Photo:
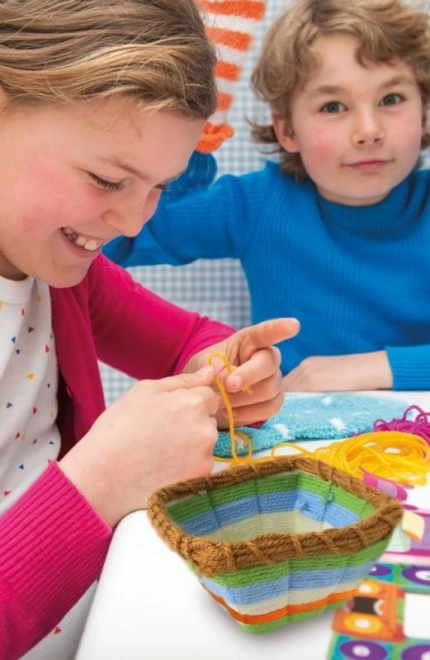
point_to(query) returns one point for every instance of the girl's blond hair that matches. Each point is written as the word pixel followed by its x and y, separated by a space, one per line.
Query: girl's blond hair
pixel 154 51
pixel 386 30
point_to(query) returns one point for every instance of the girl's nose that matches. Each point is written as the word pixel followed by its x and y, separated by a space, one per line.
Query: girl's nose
pixel 367 130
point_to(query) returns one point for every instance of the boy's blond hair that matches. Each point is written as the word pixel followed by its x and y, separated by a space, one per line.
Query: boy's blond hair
pixel 62 51
pixel 385 29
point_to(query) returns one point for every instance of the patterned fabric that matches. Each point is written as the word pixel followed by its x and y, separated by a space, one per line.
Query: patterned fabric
pixel 330 416
pixel 29 437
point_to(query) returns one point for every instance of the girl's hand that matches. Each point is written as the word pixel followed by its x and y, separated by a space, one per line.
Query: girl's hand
pixel 361 371
pixel 255 367
pixel 157 433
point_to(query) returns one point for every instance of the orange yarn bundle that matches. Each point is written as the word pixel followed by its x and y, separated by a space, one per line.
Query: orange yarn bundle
pixel 397 456
pixel 230 24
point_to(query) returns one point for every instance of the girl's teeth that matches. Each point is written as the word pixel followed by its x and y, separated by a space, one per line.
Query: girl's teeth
pixel 90 244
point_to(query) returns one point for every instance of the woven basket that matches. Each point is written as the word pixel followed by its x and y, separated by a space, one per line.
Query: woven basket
pixel 278 541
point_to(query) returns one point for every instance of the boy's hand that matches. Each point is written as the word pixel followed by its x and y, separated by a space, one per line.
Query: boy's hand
pixel 255 368
pixel 361 371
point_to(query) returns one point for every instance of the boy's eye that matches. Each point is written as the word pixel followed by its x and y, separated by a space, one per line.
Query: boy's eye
pixel 391 99
pixel 103 183
pixel 163 186
pixel 333 107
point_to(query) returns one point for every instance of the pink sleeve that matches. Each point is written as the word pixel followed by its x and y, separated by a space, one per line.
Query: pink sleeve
pixel 53 546
pixel 140 333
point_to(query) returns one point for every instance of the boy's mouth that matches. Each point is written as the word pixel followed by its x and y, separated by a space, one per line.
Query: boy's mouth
pixel 90 244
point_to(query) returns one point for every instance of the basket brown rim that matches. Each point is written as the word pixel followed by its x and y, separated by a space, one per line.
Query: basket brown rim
pixel 210 557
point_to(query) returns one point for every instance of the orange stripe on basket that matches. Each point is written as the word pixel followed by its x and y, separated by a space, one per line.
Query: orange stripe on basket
pixel 255 619
pixel 243 8
pixel 231 38
pixel 227 71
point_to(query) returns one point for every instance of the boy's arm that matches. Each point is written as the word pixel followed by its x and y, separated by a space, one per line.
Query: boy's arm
pixel 209 224
pixel 396 367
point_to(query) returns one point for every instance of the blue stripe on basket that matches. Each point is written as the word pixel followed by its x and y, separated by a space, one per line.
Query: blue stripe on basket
pixel 295 581
pixel 308 503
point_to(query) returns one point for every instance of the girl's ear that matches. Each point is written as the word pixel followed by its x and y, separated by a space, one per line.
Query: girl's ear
pixel 284 133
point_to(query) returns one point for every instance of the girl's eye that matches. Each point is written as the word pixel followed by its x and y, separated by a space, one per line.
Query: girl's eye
pixel 103 183
pixel 333 107
pixel 391 99
pixel 163 186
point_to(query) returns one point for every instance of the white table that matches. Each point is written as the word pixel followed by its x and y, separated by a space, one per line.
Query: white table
pixel 149 606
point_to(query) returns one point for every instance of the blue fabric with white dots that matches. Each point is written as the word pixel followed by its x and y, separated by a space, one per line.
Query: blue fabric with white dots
pixel 329 416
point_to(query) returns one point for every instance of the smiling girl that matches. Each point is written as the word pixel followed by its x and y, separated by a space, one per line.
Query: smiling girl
pixel 337 231
pixel 101 104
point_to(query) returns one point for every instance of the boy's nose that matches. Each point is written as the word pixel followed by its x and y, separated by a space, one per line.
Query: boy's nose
pixel 367 130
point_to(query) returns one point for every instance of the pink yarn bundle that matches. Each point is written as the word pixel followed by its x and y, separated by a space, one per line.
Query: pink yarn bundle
pixel 418 426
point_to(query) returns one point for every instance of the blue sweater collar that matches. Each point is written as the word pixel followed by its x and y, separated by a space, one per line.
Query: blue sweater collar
pixel 397 211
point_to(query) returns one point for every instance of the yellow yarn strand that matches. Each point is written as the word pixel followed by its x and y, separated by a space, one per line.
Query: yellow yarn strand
pixel 224 396
pixel 394 455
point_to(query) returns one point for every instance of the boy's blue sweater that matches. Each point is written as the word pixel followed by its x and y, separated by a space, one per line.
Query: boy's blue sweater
pixel 357 278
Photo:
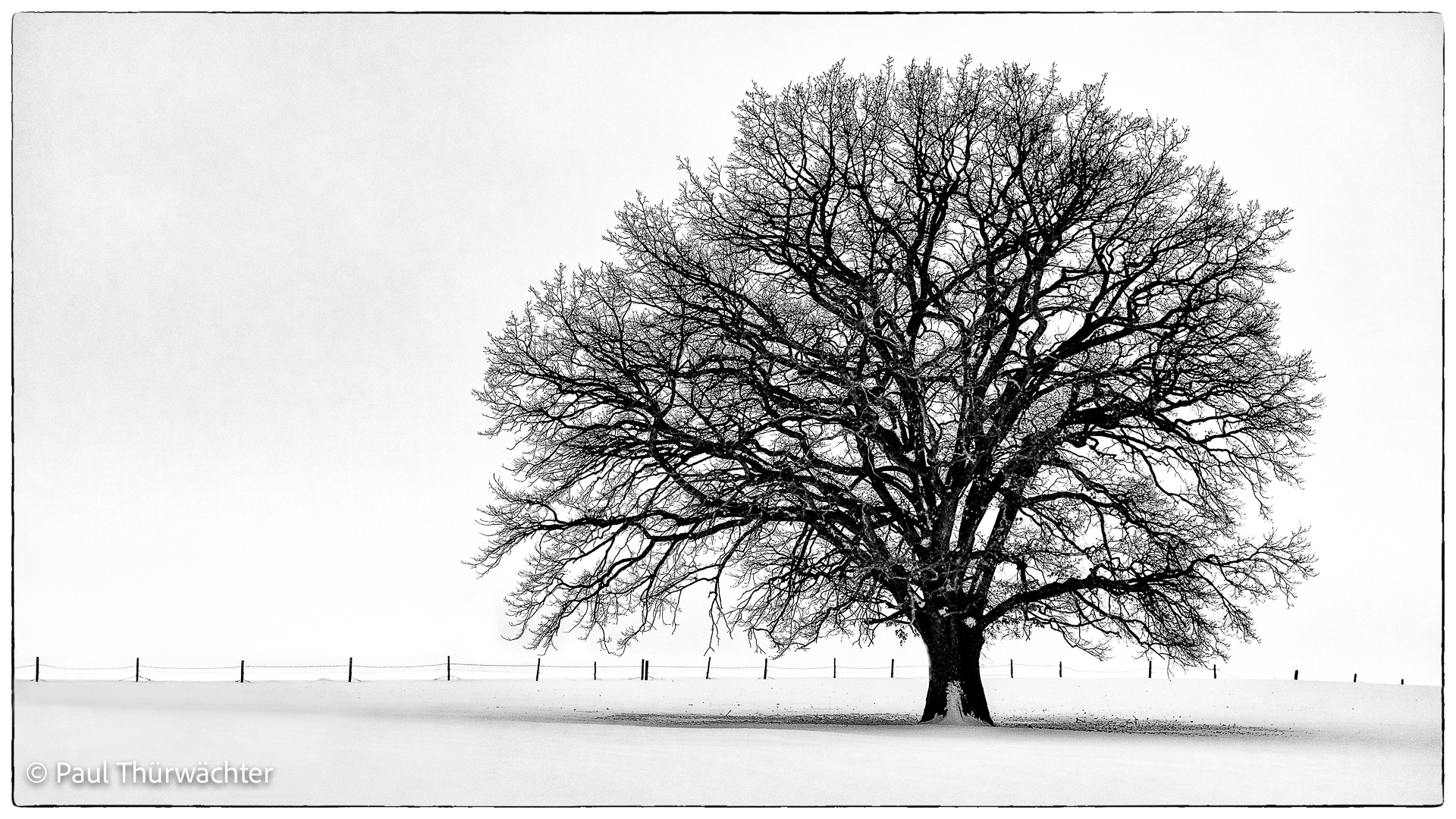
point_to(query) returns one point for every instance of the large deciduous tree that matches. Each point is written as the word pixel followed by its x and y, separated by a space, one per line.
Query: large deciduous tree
pixel 951 352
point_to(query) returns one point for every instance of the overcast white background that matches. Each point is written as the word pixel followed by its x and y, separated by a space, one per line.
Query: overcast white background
pixel 256 260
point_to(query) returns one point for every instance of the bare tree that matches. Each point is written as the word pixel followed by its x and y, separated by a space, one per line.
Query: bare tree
pixel 949 352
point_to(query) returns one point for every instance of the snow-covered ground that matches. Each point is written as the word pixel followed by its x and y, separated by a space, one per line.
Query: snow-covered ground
pixel 736 742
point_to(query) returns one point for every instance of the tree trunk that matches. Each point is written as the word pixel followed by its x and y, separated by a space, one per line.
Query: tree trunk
pixel 956 691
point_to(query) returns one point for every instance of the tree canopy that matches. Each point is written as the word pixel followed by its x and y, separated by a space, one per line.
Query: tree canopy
pixel 952 352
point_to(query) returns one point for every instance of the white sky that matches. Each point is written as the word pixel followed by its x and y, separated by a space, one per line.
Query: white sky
pixel 256 260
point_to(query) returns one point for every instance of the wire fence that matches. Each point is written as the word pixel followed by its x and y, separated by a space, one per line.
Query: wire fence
pixel 452 670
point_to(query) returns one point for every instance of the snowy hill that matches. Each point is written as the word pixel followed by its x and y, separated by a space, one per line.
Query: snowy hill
pixel 739 742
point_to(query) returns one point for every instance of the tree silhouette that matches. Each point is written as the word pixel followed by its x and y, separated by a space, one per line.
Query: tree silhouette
pixel 949 352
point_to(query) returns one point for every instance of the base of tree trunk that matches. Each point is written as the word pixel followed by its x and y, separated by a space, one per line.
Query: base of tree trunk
pixel 954 713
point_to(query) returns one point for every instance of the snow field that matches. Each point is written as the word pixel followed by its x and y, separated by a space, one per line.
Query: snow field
pixel 740 742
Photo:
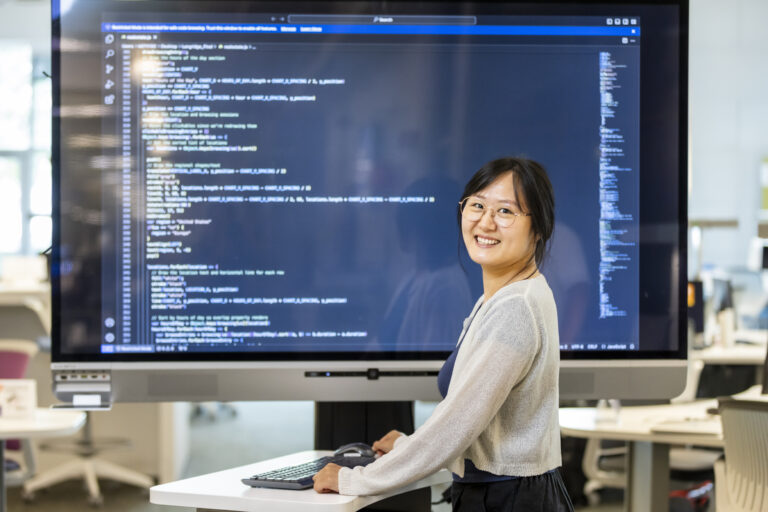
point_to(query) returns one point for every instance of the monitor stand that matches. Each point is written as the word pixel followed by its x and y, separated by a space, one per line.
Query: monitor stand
pixel 338 423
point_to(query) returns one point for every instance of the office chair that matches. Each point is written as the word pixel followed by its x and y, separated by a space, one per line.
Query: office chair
pixel 87 466
pixel 14 358
pixel 741 480
pixel 603 462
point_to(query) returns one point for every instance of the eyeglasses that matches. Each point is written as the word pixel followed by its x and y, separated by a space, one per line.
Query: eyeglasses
pixel 473 208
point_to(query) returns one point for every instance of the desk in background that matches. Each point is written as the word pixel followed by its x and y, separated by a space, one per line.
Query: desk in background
pixel 650 430
pixel 738 354
pixel 36 297
pixel 223 490
pixel 45 423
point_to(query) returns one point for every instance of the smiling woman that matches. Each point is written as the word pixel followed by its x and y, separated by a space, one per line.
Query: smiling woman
pixel 497 427
pixel 505 232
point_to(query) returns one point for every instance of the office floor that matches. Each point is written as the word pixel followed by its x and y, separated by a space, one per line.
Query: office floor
pixel 219 441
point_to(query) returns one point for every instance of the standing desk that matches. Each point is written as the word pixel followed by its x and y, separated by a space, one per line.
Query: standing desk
pixel 650 430
pixel 738 354
pixel 45 423
pixel 35 296
pixel 223 490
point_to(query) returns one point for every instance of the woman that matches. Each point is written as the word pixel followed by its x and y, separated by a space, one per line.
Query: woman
pixel 497 427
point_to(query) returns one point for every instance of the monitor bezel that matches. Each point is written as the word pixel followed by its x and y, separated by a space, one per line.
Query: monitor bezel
pixel 680 353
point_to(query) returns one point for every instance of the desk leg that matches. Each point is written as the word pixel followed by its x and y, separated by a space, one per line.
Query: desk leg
pixel 647 477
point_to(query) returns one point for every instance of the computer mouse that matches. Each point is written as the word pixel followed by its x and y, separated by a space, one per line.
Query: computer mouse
pixel 355 450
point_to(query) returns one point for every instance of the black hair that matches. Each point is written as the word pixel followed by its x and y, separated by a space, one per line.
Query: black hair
pixel 532 182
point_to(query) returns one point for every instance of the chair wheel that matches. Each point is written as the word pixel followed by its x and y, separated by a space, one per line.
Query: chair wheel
pixel 96 502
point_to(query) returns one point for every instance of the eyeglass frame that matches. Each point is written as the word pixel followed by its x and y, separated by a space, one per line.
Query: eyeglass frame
pixel 493 212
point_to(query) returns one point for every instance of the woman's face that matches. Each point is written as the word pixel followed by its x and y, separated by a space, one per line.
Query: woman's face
pixel 497 248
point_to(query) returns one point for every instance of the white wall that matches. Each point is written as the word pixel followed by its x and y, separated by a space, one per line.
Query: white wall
pixel 729 120
pixel 27 20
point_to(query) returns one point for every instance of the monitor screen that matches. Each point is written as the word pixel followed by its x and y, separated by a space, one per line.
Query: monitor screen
pixel 278 181
pixel 696 305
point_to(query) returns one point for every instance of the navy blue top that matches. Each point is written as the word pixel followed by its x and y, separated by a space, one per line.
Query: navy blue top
pixel 471 473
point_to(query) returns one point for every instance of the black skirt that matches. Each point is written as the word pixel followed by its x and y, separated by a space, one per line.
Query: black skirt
pixel 542 493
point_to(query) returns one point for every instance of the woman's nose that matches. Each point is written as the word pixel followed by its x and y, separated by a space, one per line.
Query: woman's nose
pixel 487 221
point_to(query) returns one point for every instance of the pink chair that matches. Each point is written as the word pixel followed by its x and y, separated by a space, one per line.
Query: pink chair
pixel 14 358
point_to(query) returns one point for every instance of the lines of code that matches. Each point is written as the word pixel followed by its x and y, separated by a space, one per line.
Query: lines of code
pixel 192 115
pixel 614 223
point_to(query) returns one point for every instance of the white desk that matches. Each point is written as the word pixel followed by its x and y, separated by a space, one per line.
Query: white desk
pixel 224 490
pixel 740 354
pixel 36 297
pixel 649 430
pixel 45 423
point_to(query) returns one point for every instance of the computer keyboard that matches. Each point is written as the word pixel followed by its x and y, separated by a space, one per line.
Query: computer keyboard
pixel 300 476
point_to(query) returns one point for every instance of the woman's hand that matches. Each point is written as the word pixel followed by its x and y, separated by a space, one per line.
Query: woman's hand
pixel 327 479
pixel 386 443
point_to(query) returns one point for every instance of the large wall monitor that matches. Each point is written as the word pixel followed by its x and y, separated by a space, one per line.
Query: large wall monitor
pixel 257 200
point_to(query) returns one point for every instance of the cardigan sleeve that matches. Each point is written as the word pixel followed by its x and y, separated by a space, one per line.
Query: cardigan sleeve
pixel 499 355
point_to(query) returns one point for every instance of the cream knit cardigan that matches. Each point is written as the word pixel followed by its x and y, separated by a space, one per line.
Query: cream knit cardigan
pixel 501 408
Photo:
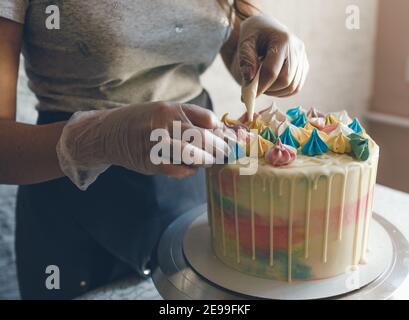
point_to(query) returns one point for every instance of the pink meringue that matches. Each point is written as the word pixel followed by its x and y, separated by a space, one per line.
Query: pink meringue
pixel 280 154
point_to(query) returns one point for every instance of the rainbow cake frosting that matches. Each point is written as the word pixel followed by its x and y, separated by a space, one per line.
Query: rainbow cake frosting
pixel 305 213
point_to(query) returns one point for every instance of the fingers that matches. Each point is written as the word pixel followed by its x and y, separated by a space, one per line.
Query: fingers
pixel 297 81
pixel 291 88
pixel 201 117
pixel 274 64
pixel 206 140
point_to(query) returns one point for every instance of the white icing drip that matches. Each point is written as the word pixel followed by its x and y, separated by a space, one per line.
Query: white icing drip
pixel 253 231
pixel 368 215
pixel 316 181
pixel 307 220
pixel 211 204
pixel 236 219
pixel 271 223
pixel 327 216
pixel 222 210
pixel 290 231
pixel 342 206
pixel 280 187
pixel 264 183
pixel 355 249
pixel 319 167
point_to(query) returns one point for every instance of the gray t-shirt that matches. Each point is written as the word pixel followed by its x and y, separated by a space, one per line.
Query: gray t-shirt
pixel 110 53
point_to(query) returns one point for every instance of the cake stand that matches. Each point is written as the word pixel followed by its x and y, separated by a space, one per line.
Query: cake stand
pixel 181 275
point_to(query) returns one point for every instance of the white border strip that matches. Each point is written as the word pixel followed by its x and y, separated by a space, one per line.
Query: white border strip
pixel 393 120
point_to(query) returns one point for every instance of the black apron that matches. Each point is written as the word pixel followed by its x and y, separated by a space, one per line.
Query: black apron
pixel 99 235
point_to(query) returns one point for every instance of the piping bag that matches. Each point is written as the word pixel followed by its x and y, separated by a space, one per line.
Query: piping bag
pixel 249 94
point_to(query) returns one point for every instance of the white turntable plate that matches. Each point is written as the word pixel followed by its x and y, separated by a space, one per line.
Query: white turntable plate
pixel 199 254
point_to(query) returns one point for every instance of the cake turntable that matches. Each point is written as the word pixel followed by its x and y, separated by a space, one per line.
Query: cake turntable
pixel 183 275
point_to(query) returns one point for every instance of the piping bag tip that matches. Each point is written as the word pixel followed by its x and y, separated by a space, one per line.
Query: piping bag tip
pixel 249 94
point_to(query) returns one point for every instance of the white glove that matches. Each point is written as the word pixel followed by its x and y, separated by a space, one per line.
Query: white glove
pixel 91 141
pixel 284 60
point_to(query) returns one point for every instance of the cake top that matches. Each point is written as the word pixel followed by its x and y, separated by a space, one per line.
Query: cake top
pixel 282 137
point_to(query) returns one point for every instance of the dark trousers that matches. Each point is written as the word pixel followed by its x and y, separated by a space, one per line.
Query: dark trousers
pixel 99 235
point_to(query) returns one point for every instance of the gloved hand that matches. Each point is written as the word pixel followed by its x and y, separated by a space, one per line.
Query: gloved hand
pixel 284 60
pixel 91 141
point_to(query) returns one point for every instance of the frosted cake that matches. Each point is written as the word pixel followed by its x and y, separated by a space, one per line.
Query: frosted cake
pixel 305 214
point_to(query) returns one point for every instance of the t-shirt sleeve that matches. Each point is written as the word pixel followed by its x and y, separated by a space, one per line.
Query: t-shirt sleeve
pixel 13 9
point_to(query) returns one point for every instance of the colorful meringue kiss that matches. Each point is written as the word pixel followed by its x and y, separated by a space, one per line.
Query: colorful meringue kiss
pixel 294 113
pixel 331 120
pixel 315 146
pixel 318 123
pixel 288 138
pixel 359 146
pixel 280 154
pixel 314 113
pixel 342 117
pixel 261 144
pixel 237 152
pixel 339 143
pixel 269 134
pixel 300 121
pixel 257 124
pixel 356 126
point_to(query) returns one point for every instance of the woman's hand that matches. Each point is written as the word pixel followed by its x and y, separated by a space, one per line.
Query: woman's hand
pixel 284 60
pixel 93 140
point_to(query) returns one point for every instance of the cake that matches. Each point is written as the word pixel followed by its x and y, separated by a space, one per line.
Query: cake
pixel 305 212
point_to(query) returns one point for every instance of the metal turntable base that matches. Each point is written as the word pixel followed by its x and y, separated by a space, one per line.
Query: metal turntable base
pixel 174 278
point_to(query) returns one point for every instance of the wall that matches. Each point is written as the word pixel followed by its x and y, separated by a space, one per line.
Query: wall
pixel 341 60
pixel 391 94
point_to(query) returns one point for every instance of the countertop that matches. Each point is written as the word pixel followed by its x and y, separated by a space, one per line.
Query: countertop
pixel 391 204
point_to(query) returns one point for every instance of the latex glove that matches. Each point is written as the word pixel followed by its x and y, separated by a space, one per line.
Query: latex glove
pixel 284 60
pixel 91 141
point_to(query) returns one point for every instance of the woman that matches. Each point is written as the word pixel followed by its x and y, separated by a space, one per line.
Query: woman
pixel 106 63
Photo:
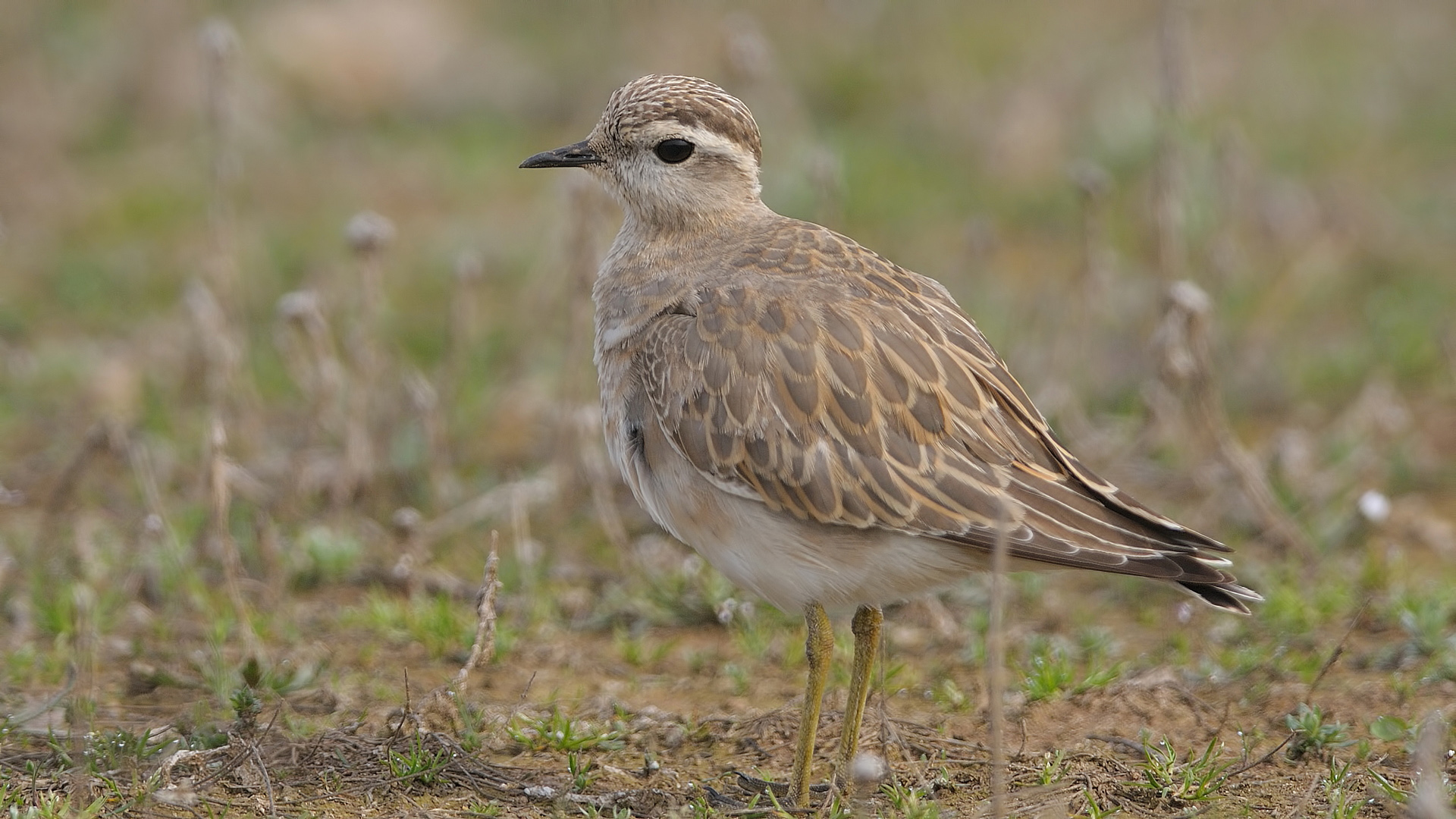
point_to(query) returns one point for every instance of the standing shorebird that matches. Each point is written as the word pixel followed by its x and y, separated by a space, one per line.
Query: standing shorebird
pixel 821 425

***

◆ **Stated task**
Copy out the records from the line containing "of the cream" through the line containing "pixel 206 140", keeping every line as it stands but leaving out the pictures.

◆ **Task solution**
point_to(query) returns one point for every instance of the cream knit cardigan that matches. Each point is written as the word pixel followed by its x and y, separated by a space, one per line.
Query: cream knit cardigan
pixel 501 408
Photo:
point_to(query) returns one point for every instance of the pink meringue that matches. Each point is written as the word pixel followed by its x and y, separated by a space, one per line.
Query: pink meringue
pixel 280 154
point_to(query) returns one point for every instance of the rainbow cake frosting that matches. Each point is written as the word pixel followed by its x and y, separated by a space, one per line.
Query: rainbow cake frosting
pixel 305 213
point_to(query) returns one point for every instance of the fingers that matches. Each point is written as the word pixel followed by its x and y, separated by a space, one per line.
Query: fingers
pixel 297 81
pixel 291 88
pixel 201 117
pixel 274 64
pixel 206 140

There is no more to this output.